[DATA EXCERPTS — start]

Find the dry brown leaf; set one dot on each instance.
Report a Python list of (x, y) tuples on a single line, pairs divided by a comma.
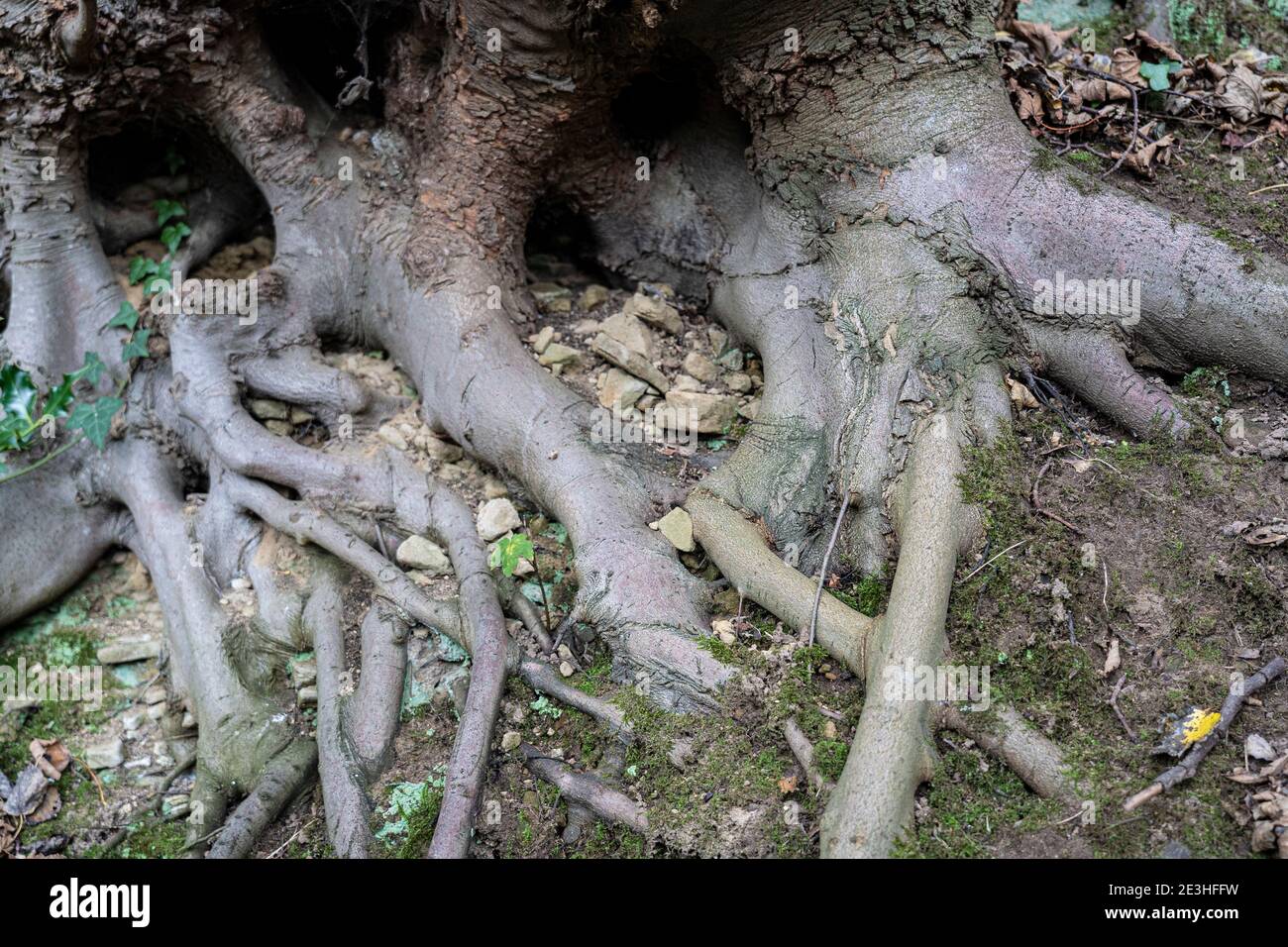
[(1113, 660), (1145, 42), (51, 755), (1041, 38), (1020, 394)]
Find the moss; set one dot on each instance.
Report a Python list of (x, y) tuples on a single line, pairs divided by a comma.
[(971, 800), (829, 758), (420, 823), (147, 839)]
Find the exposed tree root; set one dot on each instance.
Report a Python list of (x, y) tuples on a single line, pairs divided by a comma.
[(1239, 692), (588, 789), (884, 302), (1005, 735)]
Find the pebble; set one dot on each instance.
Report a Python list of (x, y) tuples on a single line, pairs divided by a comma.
[(125, 650), (391, 436), (104, 755), (419, 553), (678, 528), (496, 518)]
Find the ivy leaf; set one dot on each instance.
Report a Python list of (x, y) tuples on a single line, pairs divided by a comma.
[(166, 210), (13, 434), (509, 551), (142, 266), (60, 395), (1157, 73), (95, 419), (127, 317), (17, 393), (172, 235), (137, 347)]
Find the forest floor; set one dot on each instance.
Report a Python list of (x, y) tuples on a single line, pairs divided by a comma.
[(1096, 543)]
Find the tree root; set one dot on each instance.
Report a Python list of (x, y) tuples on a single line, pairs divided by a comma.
[(1188, 767), (588, 789), (739, 552), (1012, 740)]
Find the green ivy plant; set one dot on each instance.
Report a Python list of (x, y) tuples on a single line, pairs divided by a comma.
[(24, 414), (509, 552)]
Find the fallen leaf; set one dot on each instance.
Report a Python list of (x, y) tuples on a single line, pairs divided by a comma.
[(1020, 395), (50, 806), (51, 755), (1044, 42), (1113, 660), (27, 792), (1270, 535), (1186, 729)]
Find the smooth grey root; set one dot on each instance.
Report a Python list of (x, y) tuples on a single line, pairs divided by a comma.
[(845, 184)]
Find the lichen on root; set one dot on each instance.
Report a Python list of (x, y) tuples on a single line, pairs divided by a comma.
[(859, 205)]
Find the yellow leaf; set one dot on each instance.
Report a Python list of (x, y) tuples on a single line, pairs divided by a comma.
[(1198, 724)]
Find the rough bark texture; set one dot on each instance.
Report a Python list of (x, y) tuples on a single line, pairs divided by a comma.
[(859, 158)]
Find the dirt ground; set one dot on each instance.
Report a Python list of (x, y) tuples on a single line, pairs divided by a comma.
[(1103, 552)]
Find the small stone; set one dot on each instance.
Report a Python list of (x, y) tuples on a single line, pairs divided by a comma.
[(304, 673), (708, 414), (631, 333), (700, 368), (717, 338), (655, 311), (268, 410), (724, 630), (542, 339), (104, 755), (634, 363), (678, 528), (621, 389), (391, 436), (558, 354), (419, 553), (591, 296), (552, 296), (442, 451), (125, 650), (496, 518), (730, 360)]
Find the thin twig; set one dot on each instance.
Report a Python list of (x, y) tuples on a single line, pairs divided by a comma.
[(1131, 142), (822, 570), (1014, 545), (1189, 764)]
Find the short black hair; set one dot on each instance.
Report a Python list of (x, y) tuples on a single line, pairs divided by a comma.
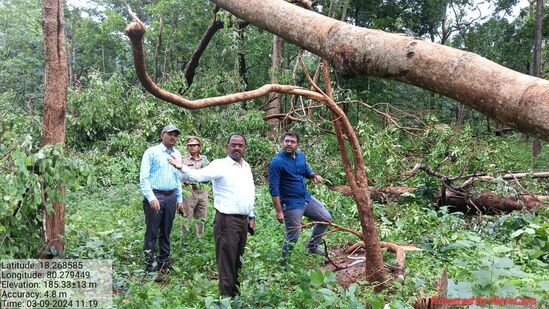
[(292, 134), (236, 134)]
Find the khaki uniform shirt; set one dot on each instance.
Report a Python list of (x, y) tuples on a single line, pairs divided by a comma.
[(193, 163)]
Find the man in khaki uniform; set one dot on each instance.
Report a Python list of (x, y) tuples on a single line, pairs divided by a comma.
[(196, 205)]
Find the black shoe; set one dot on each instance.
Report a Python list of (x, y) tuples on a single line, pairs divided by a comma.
[(317, 250), (164, 268), (161, 277)]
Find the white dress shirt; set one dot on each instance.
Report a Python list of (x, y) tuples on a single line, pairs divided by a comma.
[(232, 183)]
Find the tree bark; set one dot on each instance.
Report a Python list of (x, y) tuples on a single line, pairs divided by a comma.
[(518, 100), (536, 143), (375, 268), (55, 101), (273, 105), (157, 48), (191, 66), (489, 202)]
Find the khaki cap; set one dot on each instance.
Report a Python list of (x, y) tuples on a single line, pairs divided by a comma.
[(193, 140)]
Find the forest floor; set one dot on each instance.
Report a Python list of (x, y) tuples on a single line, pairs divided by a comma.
[(489, 255)]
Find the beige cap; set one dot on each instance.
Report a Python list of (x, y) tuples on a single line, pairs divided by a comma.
[(193, 140)]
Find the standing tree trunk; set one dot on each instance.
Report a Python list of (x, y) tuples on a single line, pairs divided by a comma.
[(55, 102), (273, 105), (536, 143), (158, 45)]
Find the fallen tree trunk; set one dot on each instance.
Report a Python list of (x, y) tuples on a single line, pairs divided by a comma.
[(489, 202), (485, 202), (380, 195), (517, 100)]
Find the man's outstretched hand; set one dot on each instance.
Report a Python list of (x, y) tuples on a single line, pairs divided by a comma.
[(173, 161)]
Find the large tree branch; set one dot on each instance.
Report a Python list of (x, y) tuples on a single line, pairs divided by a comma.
[(516, 99), (135, 32)]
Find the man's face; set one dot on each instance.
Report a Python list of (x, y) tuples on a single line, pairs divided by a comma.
[(193, 148), (236, 147), (290, 144), (169, 139)]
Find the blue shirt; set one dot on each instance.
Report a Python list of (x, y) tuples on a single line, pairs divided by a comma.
[(287, 179), (157, 173)]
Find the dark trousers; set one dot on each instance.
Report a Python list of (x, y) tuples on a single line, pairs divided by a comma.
[(230, 232), (159, 226)]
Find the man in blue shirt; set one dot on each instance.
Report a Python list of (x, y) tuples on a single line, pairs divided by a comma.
[(159, 182), (287, 173)]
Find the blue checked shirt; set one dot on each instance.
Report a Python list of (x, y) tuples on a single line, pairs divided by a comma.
[(157, 173)]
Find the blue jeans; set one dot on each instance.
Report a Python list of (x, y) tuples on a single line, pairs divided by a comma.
[(313, 210)]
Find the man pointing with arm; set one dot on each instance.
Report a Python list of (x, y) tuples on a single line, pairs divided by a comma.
[(234, 194)]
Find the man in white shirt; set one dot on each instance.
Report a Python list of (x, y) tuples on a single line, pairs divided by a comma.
[(234, 194)]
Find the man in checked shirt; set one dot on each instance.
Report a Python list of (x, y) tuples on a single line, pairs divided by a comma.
[(159, 182)]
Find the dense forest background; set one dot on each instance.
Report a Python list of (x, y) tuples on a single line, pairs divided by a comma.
[(111, 120)]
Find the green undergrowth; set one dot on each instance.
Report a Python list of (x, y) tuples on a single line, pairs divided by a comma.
[(504, 256)]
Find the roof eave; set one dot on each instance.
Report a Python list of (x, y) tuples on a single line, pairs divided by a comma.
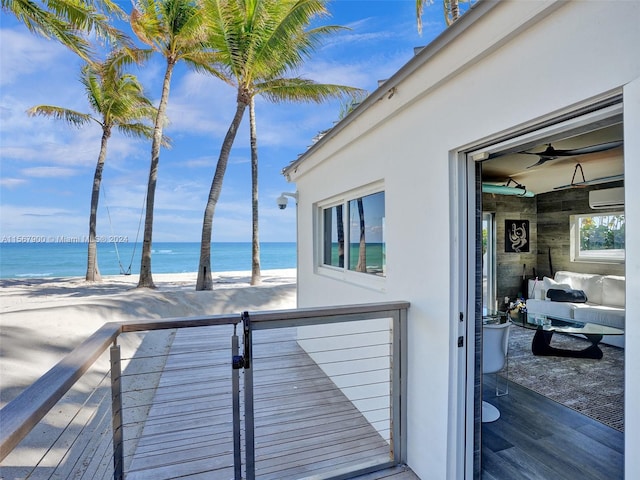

[DATA EXCERPTS — finish]

→ **TASK BRIEF**
Write out, word for word, the lines from the start of the data through the one holding "Find the ivy". Omit pictures.

→ **ANSWER SPACE**
Find the dry brown leaf; set one dot on each instance.
Report a Python list of (x, y) tuples on a single line, pairs divided by a comma.
[(1113, 660), (1145, 42), (51, 755), (1041, 38), (1020, 394)]
Find the moss; set one dot on each instance.
Report a Python list of (x, y) tuples on a single line, pairs divided by a comma.
[(971, 800), (829, 758), (420, 823), (147, 839)]
Find the exposed tree root; set one dot on each instance.
Report a Python list of (x, y) tuples on a single line, pairs divided by a comma.
[(1239, 692), (588, 789), (884, 302), (1005, 735)]
Find the pebble; set one dot on each instance.
Report a Python list of (x, y) tuples on a single line, pairs divided by a comma.
[(125, 650), (391, 436), (104, 755), (419, 553), (678, 528), (496, 518)]
Find the ivy leaf; set one dot on each instance.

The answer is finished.